## INSTRUCTIONS TO FOLLOW
Convert the records below into a Markdown table with two columns, Row and Line. Put each line in the Line column with its number in the Row column, and omit blank lines.

[Excerpts from location labeling data]
——

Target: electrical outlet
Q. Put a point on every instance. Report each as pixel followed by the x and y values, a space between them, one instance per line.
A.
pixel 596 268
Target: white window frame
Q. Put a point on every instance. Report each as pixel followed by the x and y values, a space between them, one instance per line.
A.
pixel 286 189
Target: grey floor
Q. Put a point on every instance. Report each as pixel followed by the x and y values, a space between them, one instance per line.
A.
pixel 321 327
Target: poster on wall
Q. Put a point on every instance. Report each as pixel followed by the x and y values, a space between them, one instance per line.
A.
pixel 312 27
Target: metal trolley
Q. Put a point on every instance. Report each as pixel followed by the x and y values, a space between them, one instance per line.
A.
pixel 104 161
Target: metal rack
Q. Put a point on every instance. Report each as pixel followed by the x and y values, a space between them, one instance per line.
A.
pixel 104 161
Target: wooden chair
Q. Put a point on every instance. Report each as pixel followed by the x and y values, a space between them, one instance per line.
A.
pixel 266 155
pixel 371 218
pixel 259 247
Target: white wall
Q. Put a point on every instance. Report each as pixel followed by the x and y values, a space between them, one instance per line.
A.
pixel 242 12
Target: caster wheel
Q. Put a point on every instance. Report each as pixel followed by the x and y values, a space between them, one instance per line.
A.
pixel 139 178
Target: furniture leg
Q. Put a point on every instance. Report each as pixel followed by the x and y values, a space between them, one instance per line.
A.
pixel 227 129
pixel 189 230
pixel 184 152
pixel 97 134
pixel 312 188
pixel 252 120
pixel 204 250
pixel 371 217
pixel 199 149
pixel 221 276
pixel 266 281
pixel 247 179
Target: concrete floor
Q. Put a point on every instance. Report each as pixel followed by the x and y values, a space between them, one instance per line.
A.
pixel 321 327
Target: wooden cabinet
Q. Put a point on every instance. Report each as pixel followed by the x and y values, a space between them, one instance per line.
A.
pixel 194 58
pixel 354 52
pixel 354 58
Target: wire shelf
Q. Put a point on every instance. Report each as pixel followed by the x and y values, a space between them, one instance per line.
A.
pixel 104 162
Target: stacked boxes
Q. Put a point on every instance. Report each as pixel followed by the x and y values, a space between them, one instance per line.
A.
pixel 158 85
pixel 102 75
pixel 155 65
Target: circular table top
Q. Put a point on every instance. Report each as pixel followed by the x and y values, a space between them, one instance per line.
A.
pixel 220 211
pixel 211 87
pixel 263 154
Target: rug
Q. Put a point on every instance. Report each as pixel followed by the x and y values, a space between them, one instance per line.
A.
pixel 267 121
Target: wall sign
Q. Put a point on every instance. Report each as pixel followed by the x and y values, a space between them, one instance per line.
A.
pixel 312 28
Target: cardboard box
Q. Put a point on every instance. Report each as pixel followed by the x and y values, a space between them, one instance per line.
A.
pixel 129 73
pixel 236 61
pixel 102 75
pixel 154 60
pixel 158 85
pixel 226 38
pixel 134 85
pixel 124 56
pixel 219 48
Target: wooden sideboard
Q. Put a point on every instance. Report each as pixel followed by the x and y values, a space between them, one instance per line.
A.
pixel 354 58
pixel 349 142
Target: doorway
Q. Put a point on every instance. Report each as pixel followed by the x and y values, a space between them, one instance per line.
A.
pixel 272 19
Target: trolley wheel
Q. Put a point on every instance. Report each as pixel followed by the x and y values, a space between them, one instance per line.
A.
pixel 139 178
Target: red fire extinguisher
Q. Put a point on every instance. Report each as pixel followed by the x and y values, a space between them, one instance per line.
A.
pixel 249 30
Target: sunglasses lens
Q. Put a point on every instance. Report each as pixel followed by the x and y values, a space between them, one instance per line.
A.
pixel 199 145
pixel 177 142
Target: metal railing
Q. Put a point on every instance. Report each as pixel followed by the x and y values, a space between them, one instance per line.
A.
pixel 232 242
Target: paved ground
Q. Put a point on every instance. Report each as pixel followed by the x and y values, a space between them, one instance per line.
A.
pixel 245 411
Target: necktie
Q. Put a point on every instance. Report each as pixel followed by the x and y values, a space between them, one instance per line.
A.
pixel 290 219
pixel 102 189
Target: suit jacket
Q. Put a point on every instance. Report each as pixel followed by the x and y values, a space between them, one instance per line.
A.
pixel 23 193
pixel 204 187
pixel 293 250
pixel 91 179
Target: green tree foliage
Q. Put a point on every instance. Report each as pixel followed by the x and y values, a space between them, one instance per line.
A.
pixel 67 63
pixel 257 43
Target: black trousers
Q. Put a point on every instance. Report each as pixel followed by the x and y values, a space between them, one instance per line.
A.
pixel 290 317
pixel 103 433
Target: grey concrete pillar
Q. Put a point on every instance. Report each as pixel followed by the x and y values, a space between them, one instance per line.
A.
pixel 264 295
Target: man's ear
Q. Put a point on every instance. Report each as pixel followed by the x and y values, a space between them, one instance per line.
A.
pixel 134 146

——

## OUTPUT
| Row | Line |
|---|---|
| 1 | Target: electrical outlet |
| 2 | Q. Put a point on every instance. Report each as pixel followed by the x and y values, a space between them, one instance per line. |
| 3 | A. |
| 4 | pixel 596 268 |
| 5 | Target: white window frame |
| 6 | Q. Put a point on every instance. Report each as pixel followed by the x and y values, a space between them, one instance per line. |
| 7 | A. |
| 8 | pixel 286 189 |
| 9 | Target: grey floor |
| 10 | Q. Put a point on every instance. Report each as pixel followed by the x and y values, a space between them, one instance per line. |
| 11 | A. |
| 12 | pixel 321 327 |
| 13 | Target: poster on wall |
| 14 | Q. Put a point on every instance. Report each as pixel followed by the x and y values, a space between them, one instance per line. |
| 15 | A. |
| 16 | pixel 312 27 |
| 17 | Target: metal trolley |
| 18 | Q. Put a point on every instance. Report each as pixel followed by the x and y values, a space between them, one instance per line. |
| 19 | A. |
| 20 | pixel 104 161 |
| 21 | Target: metal rack |
| 22 | Q. Put a point on every instance. Report each as pixel followed by the x and y values, a space between them, one instance per line. |
| 23 | A. |
| 24 | pixel 104 161 |
| 25 | Target: wooden chair |
| 26 | Q. Put a point on every instance. Report each as pixel followed by the x and y values, a space between them, one instance per line. |
| 27 | A. |
| 28 | pixel 266 155 |
| 29 | pixel 371 218 |
| 30 | pixel 259 247 |
| 31 | Target: white wall |
| 32 | Q. Put a point on every instance. Report each as pixel followed by the x and y values, a space between them, one instance per line. |
| 33 | A. |
| 34 | pixel 242 12 |
| 35 | Target: caster wheel |
| 36 | Q. Put a point on every instance. Report each as pixel followed by the x and y values, a space between them, one instance per line. |
| 37 | A. |
| 38 | pixel 139 178 |
| 39 | Target: furniture leg |
| 40 | Q. Put a point on every instance. Report each as pixel followed by the x and y values, a space between them, one instance per line. |
| 41 | A. |
| 42 | pixel 227 129 |
| 43 | pixel 189 230 |
| 44 | pixel 184 152 |
| 45 | pixel 97 134 |
| 46 | pixel 312 188 |
| 47 | pixel 252 120 |
| 48 | pixel 204 250 |
| 49 | pixel 371 217 |
| 50 | pixel 199 149 |
| 51 | pixel 221 276 |
| 52 | pixel 266 281 |
| 53 | pixel 247 179 |
| 54 | Target: concrete floor |
| 55 | Q. Put a point on every instance. Report each as pixel followed by the x and y values, a space between them, one instance per line. |
| 56 | A. |
| 57 | pixel 321 327 |
| 58 | Target: wooden cabinet |
| 59 | Q. Put a point on every instance. Report each as pixel followed by the x and y values, a space between them, one instance per line. |
| 60 | A. |
| 61 | pixel 194 58 |
| 62 | pixel 354 52 |
| 63 | pixel 354 58 |
| 64 | Target: wire shelf |
| 65 | Q. Put a point on every instance. Report each as pixel followed by the x and y values, a space between them, one instance per line. |
| 66 | A. |
| 67 | pixel 104 162 |
| 68 | Target: stacked boxes |
| 69 | Q. Put a point on every instance. Report each as pixel followed by the x and y values, a space between them, one instance per line. |
| 70 | A. |
| 71 | pixel 158 85 |
| 72 | pixel 102 75 |
| 73 | pixel 155 65 |
| 74 | Target: circular table top |
| 75 | Q. Put a point on every instance. Report each as pixel followed by the x and y values, a space between them, one instance per line. |
| 76 | A. |
| 77 | pixel 220 211 |
| 78 | pixel 211 87 |
| 79 | pixel 263 154 |
| 80 | Target: rug |
| 81 | Q. Put a point on every instance. Report each as pixel followed by the x and y values, a space between them, one instance per line. |
| 82 | A. |
| 83 | pixel 267 121 |
| 84 | Target: wall sign |
| 85 | Q. Put a point on every instance. Report each as pixel followed by the x and y values, a space between them, one instance per line. |
| 86 | A. |
| 87 | pixel 312 28 |
| 88 | Target: cardboard box |
| 89 | Q. Put a point on every instance. Report each as pixel followed by the x and y values, a space between them, one instance per line. |
| 90 | A. |
| 91 | pixel 129 73 |
| 92 | pixel 236 61 |
| 93 | pixel 102 75 |
| 94 | pixel 154 60 |
| 95 | pixel 158 85 |
| 96 | pixel 226 38 |
| 97 | pixel 134 85 |
| 98 | pixel 124 56 |
| 99 | pixel 219 48 |
| 100 | Target: wooden sideboard |
| 101 | Q. Put a point on every instance. Report each as pixel followed by the x and y values, a space between them, one instance per line. |
| 102 | A. |
| 103 | pixel 354 58 |
| 104 | pixel 349 142 |
| 105 | Target: doorway |
| 106 | Q. Put a point on every instance. Report each as pixel followed by the x and y values, a space between them, one instance per line. |
| 107 | A. |
| 108 | pixel 272 19 |
| 109 | Target: trolley wheel |
| 110 | Q. Put a point on every instance. Report each as pixel followed by the x and y values, a space between them, one instance per line. |
| 111 | A. |
| 112 | pixel 139 178 |
| 113 | Target: red fire extinguisher |
| 114 | Q. Put a point on every instance. Report each as pixel followed by the x and y values, a space between them, one instance per line. |
| 115 | A. |
| 116 | pixel 249 30 |
| 117 | Target: sunglasses lens |
| 118 | Q. Put a point on every instance. Report each as pixel followed by the x and y values, a space between them, one instance per line. |
| 119 | A. |
| 120 | pixel 199 145 |
| 121 | pixel 177 142 |
| 122 | Target: metal railing |
| 123 | Q. Put a point on every instance. Report each as pixel followed by the x and y values, a space between them, one instance per line. |
| 124 | A. |
| 125 | pixel 232 242 |
| 126 | Target: paved ground |
| 127 | Q. Put a point on every instance. Report each as pixel followed by the x and y values, a space between them, one instance per line. |
| 128 | A. |
| 129 | pixel 245 411 |
| 130 | Target: necktie |
| 131 | Q. Put a point on every instance. Report each as pixel followed by the x and y values, a space between them, one instance per line. |
| 132 | A. |
| 133 | pixel 290 219 |
| 134 | pixel 102 189 |
| 135 | Target: suit jacket |
| 136 | Q. Put a point on every instance. Report each as pixel followed by the x and y values, a space between them, one instance per line. |
| 137 | A. |
| 138 | pixel 23 193 |
| 139 | pixel 204 187 |
| 140 | pixel 293 250 |
| 141 | pixel 91 179 |
| 142 | Target: green tree foliage |
| 143 | Q. Put a point on every instance. Report each as pixel followed by the x and y values, a space between them, one instance per line. |
| 144 | A. |
| 145 | pixel 67 63 |
| 146 | pixel 257 43 |
| 147 | Target: black trousers |
| 148 | Q. Put a point on every instance. Report each as pixel followed by the x and y values, a space between them, one instance per line. |
| 149 | A. |
| 150 | pixel 290 317 |
| 151 | pixel 103 433 |
| 152 | Target: grey concrete pillar |
| 153 | Q. Put a point on every instance. Report each as pixel followed by the x and y values, a space between them, one instance per line. |
| 154 | A. |
| 155 | pixel 264 295 |
| 156 | Target: man's ear |
| 157 | Q. Put a point on every instance. Report each as pixel followed by the x and y values, a space between them, one instance per line. |
| 158 | A. |
| 159 | pixel 134 146 |